BEGIN

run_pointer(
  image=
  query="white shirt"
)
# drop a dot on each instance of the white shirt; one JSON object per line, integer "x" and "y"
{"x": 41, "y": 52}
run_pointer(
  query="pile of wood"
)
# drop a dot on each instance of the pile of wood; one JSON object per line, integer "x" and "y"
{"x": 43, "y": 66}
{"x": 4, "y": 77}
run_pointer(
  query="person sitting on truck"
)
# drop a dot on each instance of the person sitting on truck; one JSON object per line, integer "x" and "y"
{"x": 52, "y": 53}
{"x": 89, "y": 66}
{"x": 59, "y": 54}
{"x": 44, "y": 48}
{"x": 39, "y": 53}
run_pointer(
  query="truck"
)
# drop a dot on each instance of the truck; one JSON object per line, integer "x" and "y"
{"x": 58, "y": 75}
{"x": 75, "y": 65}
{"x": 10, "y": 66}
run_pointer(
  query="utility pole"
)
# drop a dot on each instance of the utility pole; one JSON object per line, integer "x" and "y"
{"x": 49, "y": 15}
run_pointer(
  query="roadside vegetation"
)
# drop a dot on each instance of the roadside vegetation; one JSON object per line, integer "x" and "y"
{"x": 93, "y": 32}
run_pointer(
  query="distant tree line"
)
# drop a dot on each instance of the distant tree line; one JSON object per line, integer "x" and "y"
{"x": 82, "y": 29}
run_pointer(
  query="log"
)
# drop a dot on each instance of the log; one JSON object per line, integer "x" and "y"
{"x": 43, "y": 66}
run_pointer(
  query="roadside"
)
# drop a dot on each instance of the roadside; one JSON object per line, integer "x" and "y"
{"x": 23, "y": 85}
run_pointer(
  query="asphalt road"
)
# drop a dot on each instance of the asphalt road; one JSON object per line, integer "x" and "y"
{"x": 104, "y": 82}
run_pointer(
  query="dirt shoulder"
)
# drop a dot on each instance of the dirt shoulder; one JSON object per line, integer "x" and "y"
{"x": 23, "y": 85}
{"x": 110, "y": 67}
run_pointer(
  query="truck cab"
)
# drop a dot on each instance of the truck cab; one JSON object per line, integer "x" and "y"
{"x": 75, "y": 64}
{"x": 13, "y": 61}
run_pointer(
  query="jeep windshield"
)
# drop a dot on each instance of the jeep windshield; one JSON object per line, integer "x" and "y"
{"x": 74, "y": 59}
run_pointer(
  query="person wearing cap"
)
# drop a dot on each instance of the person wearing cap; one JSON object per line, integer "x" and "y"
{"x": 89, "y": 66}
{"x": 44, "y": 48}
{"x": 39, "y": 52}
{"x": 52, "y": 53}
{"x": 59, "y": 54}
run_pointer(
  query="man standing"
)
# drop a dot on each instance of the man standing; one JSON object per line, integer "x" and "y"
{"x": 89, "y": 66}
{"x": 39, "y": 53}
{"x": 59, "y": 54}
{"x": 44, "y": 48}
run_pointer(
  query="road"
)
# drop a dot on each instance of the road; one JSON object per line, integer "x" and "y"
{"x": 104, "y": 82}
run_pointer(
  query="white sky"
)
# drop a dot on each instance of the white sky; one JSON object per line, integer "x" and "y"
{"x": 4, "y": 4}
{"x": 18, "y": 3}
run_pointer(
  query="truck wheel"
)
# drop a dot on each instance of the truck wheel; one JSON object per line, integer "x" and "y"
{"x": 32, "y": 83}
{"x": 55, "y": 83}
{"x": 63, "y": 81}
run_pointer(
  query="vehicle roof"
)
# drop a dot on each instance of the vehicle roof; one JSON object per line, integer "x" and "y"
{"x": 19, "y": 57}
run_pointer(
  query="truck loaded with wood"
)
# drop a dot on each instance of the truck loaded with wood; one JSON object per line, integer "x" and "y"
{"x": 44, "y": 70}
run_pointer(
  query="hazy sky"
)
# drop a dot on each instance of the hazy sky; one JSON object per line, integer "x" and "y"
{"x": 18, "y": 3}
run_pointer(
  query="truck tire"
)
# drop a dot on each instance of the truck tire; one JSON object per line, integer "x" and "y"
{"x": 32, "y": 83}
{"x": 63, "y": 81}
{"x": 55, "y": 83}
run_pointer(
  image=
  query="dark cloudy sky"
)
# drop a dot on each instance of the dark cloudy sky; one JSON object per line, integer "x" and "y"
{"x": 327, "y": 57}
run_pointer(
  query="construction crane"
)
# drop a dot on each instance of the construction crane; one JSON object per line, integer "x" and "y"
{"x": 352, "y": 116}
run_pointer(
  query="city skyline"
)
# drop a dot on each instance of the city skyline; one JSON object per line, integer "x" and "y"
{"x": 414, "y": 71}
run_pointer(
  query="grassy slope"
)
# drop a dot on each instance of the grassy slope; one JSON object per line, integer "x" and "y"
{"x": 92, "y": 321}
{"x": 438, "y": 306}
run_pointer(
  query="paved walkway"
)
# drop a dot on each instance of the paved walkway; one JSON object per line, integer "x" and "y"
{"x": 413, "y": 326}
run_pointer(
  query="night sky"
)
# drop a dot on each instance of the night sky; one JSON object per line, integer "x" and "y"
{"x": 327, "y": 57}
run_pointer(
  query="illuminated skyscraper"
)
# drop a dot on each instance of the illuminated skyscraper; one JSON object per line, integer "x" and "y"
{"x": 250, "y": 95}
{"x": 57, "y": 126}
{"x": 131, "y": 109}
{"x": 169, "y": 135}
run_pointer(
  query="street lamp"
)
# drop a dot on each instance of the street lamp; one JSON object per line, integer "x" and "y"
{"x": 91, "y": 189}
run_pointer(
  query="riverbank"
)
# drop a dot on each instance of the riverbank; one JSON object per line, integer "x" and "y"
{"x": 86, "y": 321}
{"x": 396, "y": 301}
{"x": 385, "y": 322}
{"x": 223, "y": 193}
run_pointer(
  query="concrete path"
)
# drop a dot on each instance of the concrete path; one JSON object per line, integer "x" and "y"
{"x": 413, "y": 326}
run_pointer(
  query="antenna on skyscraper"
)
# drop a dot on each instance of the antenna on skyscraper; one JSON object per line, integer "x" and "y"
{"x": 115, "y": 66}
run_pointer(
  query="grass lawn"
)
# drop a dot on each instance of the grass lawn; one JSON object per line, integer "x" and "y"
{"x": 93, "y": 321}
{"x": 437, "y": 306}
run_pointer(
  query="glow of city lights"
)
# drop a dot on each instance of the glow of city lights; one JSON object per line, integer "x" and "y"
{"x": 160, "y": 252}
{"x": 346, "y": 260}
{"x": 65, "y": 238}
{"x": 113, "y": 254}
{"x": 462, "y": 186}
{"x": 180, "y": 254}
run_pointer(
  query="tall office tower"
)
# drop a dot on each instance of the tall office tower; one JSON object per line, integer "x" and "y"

END

▶ **WORK TASK**: Transcribe the whole listing with every word preserved.

▶ **REPLY**:
run_pointer(
  image=
  query="white shirt"
)
# drop a dot on each instance of the white shirt; one JSON object per line, integer "x" and "y"
{"x": 41, "y": 52}
run_pointer(
  query="pile of wood"
)
# drop a dot on each instance of the pile of wood; one JSON object per line, integer "x" and "y"
{"x": 43, "y": 66}
{"x": 4, "y": 77}
run_pointer(
  query="person sitting on truck"
)
# drop a dot on each instance of the person sitting on truck; one JSON object per line, integer "x" and "y"
{"x": 52, "y": 53}
{"x": 89, "y": 66}
{"x": 59, "y": 54}
{"x": 44, "y": 48}
{"x": 39, "y": 53}
run_pointer(
  query="truck"
)
# drop a dot on each instance of the truck; one JSON object per line, integer "x" and "y"
{"x": 58, "y": 75}
{"x": 75, "y": 65}
{"x": 10, "y": 66}
run_pointer(
  query="utility pole"
)
# drop a dot on each instance of the utility pole; one JSON object per line, integer "x" and "y"
{"x": 49, "y": 15}
run_pointer(
  query="roadside vegetation"
)
# drop a dot on each instance of the roadside vegetation; one JSON object per line, integer "x" and "y"
{"x": 93, "y": 32}
run_pointer(
  query="distant tree line"
)
# drop a dot on each instance of the distant tree line; one JSON object per line, integer "x" and "y"
{"x": 82, "y": 29}
run_pointer(
  query="log"
)
# drop a dot on each instance of the log; one JSON object per line, integer "x" and "y"
{"x": 43, "y": 66}
run_pointer(
  query="roadside"
)
# drop a dot on each instance of the roadside; one JSON object per line, integer "x" and "y"
{"x": 23, "y": 85}
run_pointer(
  query="asphalt road"
)
# drop a dot on each instance of the asphalt road; one JSON object per line, integer "x" and "y"
{"x": 104, "y": 82}
run_pointer(
  query="dirt shoulder"
)
# drop a dot on each instance of the dirt shoulder; one JSON object per line, integer "x" and "y"
{"x": 23, "y": 85}
{"x": 110, "y": 67}
run_pointer(
  query="truck cab"
)
# drop a dot on each instance of the truck cab; one JSON object per line, integer "x" and "y"
{"x": 75, "y": 64}
{"x": 13, "y": 61}
run_pointer(
  query="jeep windshield"
)
# drop a dot on each instance of the jeep windshield; one JSON object per line, integer "x" and "y"
{"x": 74, "y": 59}
run_pointer(
  query="person wearing cap"
)
# drop a dot on each instance of the person wearing cap; one JSON object per line, integer "x" and "y"
{"x": 89, "y": 66}
{"x": 44, "y": 48}
{"x": 39, "y": 52}
{"x": 52, "y": 53}
{"x": 59, "y": 54}
run_pointer(
  query="man standing"
)
# drop a dot on each instance of the man standing; one JSON object per line, integer "x" and "y"
{"x": 89, "y": 66}
{"x": 39, "y": 53}
{"x": 59, "y": 54}
{"x": 44, "y": 48}
run_pointer(
  query="road"
)
# drop a dot on each instance of the road; one JSON object per line, integer "x" and "y"
{"x": 104, "y": 82}
run_pointer(
  query="white sky"
)
# drop a dot on each instance of the white sky; one JSON object per line, integer "x" and "y"
{"x": 4, "y": 4}
{"x": 18, "y": 3}
run_pointer(
  query="truck wheel"
)
# drop a dot on each instance of the truck wheel; one JSON object per line, integer "x" and "y"
{"x": 32, "y": 83}
{"x": 55, "y": 83}
{"x": 63, "y": 81}
run_pointer(
  query="vehicle roof"
)
# drop a dot on each instance of the vehicle roof; one JSON object per line, integer "x" and "y"
{"x": 19, "y": 57}
run_pointer(
  query="truck loaded with wood"
)
# drop a dot on each instance of the truck loaded with wood; one JSON object per line, integer "x" and "y"
{"x": 44, "y": 70}
run_pointer(
  query="hazy sky"
)
# drop a dot on each instance of the hazy sky; one JSON object per line, integer "x" and "y"
{"x": 18, "y": 3}
run_pointer(
  query="truck tire"
)
# drop a dot on each instance of the truck tire; one JSON object per line, integer "x" and "y"
{"x": 32, "y": 83}
{"x": 63, "y": 81}
{"x": 55, "y": 83}
run_pointer(
  image=
  query="dark cloudy sky"
)
# drop a dot on each instance of the dark cloudy sky; one JSON object per line, integer "x" and "y"
{"x": 327, "y": 57}
run_pointer(
  query="construction crane"
)
# drop a dot on each instance of the construction crane; one JSON object per line, integer "x" and "y"
{"x": 352, "y": 116}
run_pointer(
  query="city skyline"
)
# drop a dot on each instance of the city skyline; one JSON object per line, integer "x" and "y"
{"x": 414, "y": 71}
run_pointer(
  query="grassy slope"
)
# drop a dot on each instance of the grassy slope; one JSON object per line, integer "x" and "y"
{"x": 92, "y": 321}
{"x": 438, "y": 306}
run_pointer(
  query="paved walkway"
)
# drop a dot on each instance of the paved walkway; one JSON object per line, integer "x" and "y"
{"x": 413, "y": 326}
run_pointer(
  query="night sky"
)
# drop a dot on each instance of the night sky; one JSON object per line, integer "x" and "y"
{"x": 327, "y": 57}
run_pointer(
  query="illuminated skyscraper"
)
# drop a dot on each instance of the illuminated skyscraper; one JSON object per line, integer "x" and "y"
{"x": 250, "y": 95}
{"x": 57, "y": 126}
{"x": 131, "y": 109}
{"x": 169, "y": 135}
run_pointer(
  query="street lamp"
)
# drop a dot on each instance of the street lamp; one JSON object per line, integer "x" and "y"
{"x": 91, "y": 189}
run_pointer(
  query="riverbank"
)
# drop a dot on each instance of the riverbank; one JSON object per line, integer "x" and "y"
{"x": 86, "y": 321}
{"x": 396, "y": 301}
{"x": 385, "y": 322}
{"x": 223, "y": 193}
run_pointer(
  query="concrete path"
)
# drop a dot on each instance of the concrete path; one JSON object per line, integer "x" and "y"
{"x": 413, "y": 326}
run_pointer(
  query="antenna on skyscraper"
)
# drop a dot on each instance of the antenna on skyscraper; one JSON object per line, integer "x" and "y"
{"x": 115, "y": 66}
run_pointer(
  query="grass lawn"
)
# drop a dot on each instance of the grass lawn; one JSON object per line, integer "x" and "y"
{"x": 93, "y": 321}
{"x": 437, "y": 306}
run_pointer(
  query="glow of city lights"
)
# drop a dot on each instance of the glow of city lights; one JSON object per line, integer "x" and "y"
{"x": 160, "y": 252}
{"x": 346, "y": 260}
{"x": 65, "y": 238}
{"x": 113, "y": 254}
{"x": 462, "y": 186}
{"x": 180, "y": 254}
run_pointer(
  query="tall office tower"
)
# drop a dot on each instance of the tall office tower; one JSON object per line, integer "x" and "y"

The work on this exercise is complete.